Source records:
::::

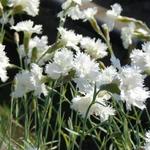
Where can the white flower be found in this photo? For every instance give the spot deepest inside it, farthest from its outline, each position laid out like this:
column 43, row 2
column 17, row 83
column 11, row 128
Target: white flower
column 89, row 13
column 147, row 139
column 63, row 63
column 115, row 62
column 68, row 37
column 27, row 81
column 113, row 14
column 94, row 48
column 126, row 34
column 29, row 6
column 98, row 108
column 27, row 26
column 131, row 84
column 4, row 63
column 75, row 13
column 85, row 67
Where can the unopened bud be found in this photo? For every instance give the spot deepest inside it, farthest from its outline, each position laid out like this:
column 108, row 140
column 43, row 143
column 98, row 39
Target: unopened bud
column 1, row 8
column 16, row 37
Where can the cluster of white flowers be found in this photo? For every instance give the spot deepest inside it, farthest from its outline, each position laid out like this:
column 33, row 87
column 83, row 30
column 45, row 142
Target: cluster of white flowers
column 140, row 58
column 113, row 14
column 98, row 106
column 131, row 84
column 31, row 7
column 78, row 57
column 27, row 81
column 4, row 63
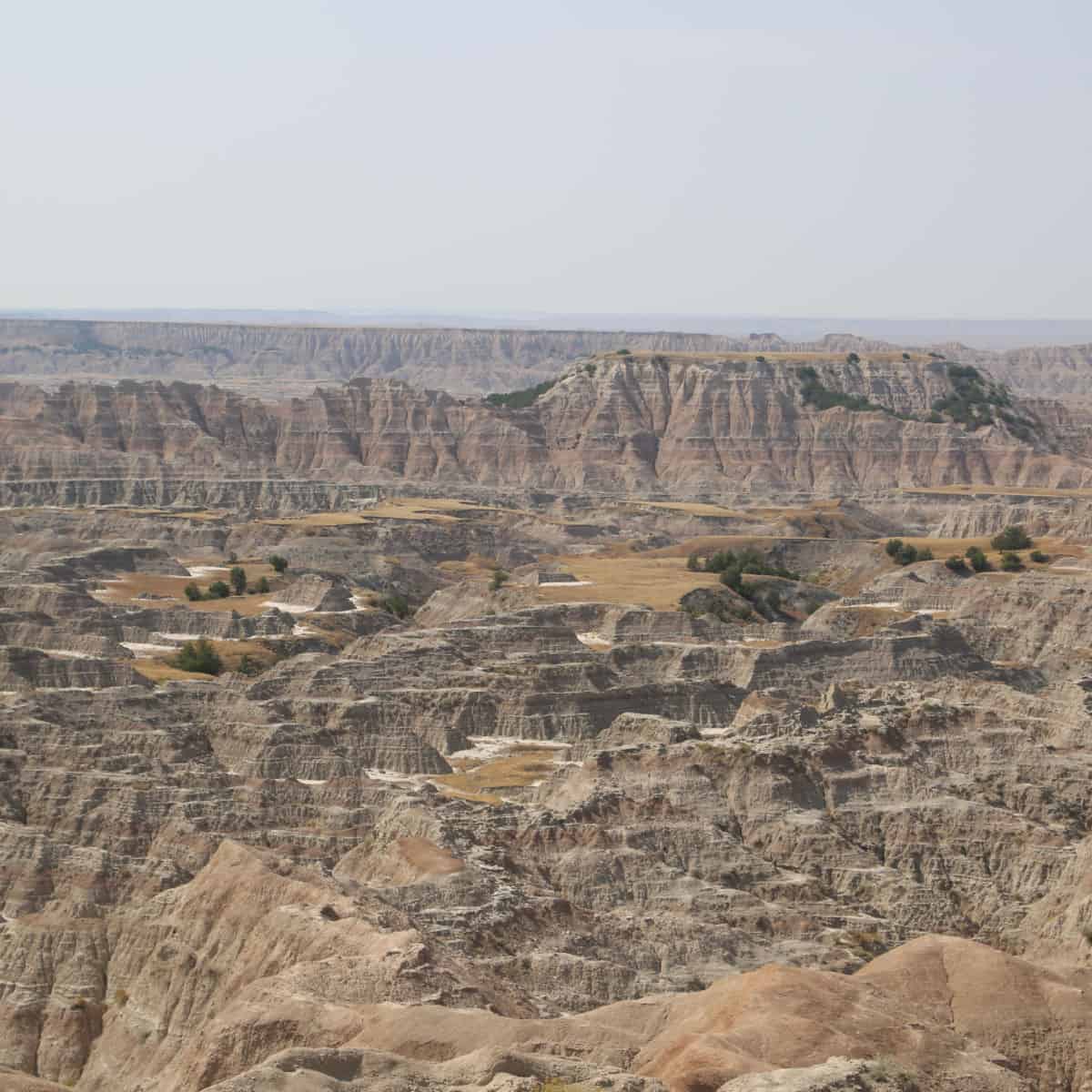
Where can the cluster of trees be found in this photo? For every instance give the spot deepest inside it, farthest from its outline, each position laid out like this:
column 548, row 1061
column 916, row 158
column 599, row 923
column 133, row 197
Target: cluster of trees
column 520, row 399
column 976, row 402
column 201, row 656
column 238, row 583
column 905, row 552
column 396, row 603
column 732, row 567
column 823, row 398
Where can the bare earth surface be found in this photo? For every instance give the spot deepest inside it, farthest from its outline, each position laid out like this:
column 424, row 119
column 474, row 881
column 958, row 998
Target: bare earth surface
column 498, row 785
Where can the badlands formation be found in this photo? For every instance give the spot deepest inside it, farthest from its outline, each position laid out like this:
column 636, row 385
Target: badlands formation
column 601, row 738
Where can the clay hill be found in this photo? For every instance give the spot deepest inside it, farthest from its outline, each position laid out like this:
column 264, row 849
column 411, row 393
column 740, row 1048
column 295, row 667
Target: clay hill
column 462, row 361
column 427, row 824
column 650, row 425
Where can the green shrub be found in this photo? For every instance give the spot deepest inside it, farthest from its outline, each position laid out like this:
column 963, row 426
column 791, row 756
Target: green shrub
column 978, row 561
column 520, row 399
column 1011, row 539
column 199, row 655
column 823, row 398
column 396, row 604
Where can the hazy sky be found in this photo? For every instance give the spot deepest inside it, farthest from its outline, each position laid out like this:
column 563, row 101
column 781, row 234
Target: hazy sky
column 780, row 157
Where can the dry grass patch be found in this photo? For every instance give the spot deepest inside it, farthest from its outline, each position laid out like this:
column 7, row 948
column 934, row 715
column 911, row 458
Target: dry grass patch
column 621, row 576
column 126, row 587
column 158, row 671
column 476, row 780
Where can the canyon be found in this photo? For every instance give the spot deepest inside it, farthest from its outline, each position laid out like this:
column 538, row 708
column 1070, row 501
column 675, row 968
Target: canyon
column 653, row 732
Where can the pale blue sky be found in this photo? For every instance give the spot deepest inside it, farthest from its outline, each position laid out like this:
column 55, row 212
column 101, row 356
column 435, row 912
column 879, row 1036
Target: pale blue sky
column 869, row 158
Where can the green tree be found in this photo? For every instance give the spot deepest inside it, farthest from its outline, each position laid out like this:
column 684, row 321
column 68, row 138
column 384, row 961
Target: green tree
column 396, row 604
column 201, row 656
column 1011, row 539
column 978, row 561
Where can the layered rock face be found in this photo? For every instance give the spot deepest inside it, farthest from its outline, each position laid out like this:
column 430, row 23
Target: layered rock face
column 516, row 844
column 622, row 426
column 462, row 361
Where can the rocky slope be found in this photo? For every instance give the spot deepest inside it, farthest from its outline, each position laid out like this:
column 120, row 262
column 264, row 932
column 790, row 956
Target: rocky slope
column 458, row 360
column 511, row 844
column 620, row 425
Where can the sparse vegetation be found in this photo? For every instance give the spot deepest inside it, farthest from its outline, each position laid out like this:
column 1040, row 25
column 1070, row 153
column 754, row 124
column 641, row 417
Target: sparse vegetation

::::

## WRITTEN INSTRUCTION
Echo every item above line for line, without any change, leaving out the pictures.

## ANSWER FOR THE TASK
Where can the white flower be found in this photo? For every instance give the spot deepest inside it, farthest from its outline, each position laid out like this:
column 43, row 2
column 17, row 83
column 11, row 128
Target: white flower
column 89, row 13
column 147, row 139
column 63, row 63
column 115, row 62
column 68, row 37
column 27, row 81
column 113, row 14
column 94, row 48
column 126, row 34
column 29, row 6
column 98, row 108
column 27, row 26
column 131, row 84
column 4, row 63
column 75, row 13
column 85, row 67
Where can the unopened bud be found in this photo? For every instance give the spot deepest inside it, farthest from its outline, each position laid out like this:
column 108, row 140
column 43, row 143
column 98, row 39
Target: unopened bud
column 1, row 8
column 16, row 37
Where can the cluster of white flowers be found in this photo? For every instance give the spot deepest inside it, farthest from its outline, each position laid out like this:
column 33, row 87
column 83, row 30
column 45, row 142
Target: cluster of white flowers
column 140, row 58
column 113, row 14
column 98, row 106
column 131, row 84
column 31, row 7
column 78, row 57
column 27, row 81
column 4, row 63
Where can the cluster of trees be found in this photo? For every instance give the spot deepest inside it, farthest from its outline, each position laid out like this:
column 548, row 1061
column 916, row 158
column 599, row 923
column 133, row 197
Target: cluster of trees
column 520, row 399
column 976, row 402
column 201, row 656
column 238, row 583
column 905, row 552
column 396, row 603
column 732, row 567
column 823, row 398
Where can the bare earth surface be found in this photo? For every instance give the spot deepest inside it, farthest from its outline, each position laid out like this:
column 424, row 119
column 474, row 881
column 958, row 998
Target: bare earth surface
column 498, row 785
Where can the badlands formation be found in this photo? For every instance give the spot deepest inside it, farthest from its outline, each position laid out like this:
column 636, row 385
Target: badlands formation
column 601, row 738
Where can the clay hill be found in this photo? For every instance give the spot deepest inside it, farthest from its outline, each position laid out like this:
column 264, row 849
column 411, row 393
column 740, row 1048
column 295, row 667
Target: clay hill
column 462, row 361
column 427, row 824
column 650, row 425
Where can the green shrub be found in this photo? For every instance give the spot deepest inside it, farthest from its outline, each position laid out like this:
column 963, row 426
column 791, row 756
Target: green shrub
column 978, row 561
column 520, row 399
column 1011, row 539
column 199, row 655
column 823, row 398
column 396, row 604
Where can the hazy sky be found in this photo? For every instance give the spot deepest inside it, farthest from its outline, each position laid out like this:
column 563, row 101
column 781, row 234
Target: hazy sky
column 780, row 157
Where can the dry grass patch be found in this photo? For every instance give the spot deepest inside it, farthest from its outline, each position laid out like this:
column 7, row 948
column 934, row 715
column 911, row 458
Target: dry grass patch
column 621, row 576
column 126, row 587
column 158, row 671
column 476, row 780
Where can the canyon be found in this photo? For every instance give the spot deepest inside it, farthest from its outline, each position laid out like this:
column 538, row 708
column 1070, row 501
column 675, row 968
Target: canyon
column 653, row 732
Where can the pale blue sky be found in this photo? For every instance give the spot deepest inside it, farthest from its outline, each position laid out like this:
column 55, row 212
column 101, row 356
column 435, row 912
column 879, row 1036
Target: pale blue sky
column 869, row 158
Where can the green tree be found in this photo? For every instance give the spot deepest inside it, farthest from its outline, each position laid out like this:
column 684, row 321
column 68, row 138
column 384, row 961
Target: green tree
column 396, row 604
column 201, row 656
column 1011, row 539
column 978, row 561
Where can the layered rock face be found in this photo? For every instance give the spot deepest inside it, farthest from its outline, each position laid out like this:
column 430, row 23
Target: layered rock face
column 516, row 844
column 622, row 426
column 462, row 361
Where can the rocky slope be found in this photo? For every instance give the spot deepest inside it, farthest from its outline, each position laid out like this:
column 120, row 262
column 264, row 932
column 790, row 956
Target: rocky slope
column 458, row 360
column 511, row 844
column 620, row 425
Where can the sparse vegetation be found in this photo? For every instance give the spot deepest inside it, farthest from its outline, each position laid out like this:
column 1040, row 25
column 1070, row 153
column 754, row 124
column 641, row 417
Target: sparse vegetation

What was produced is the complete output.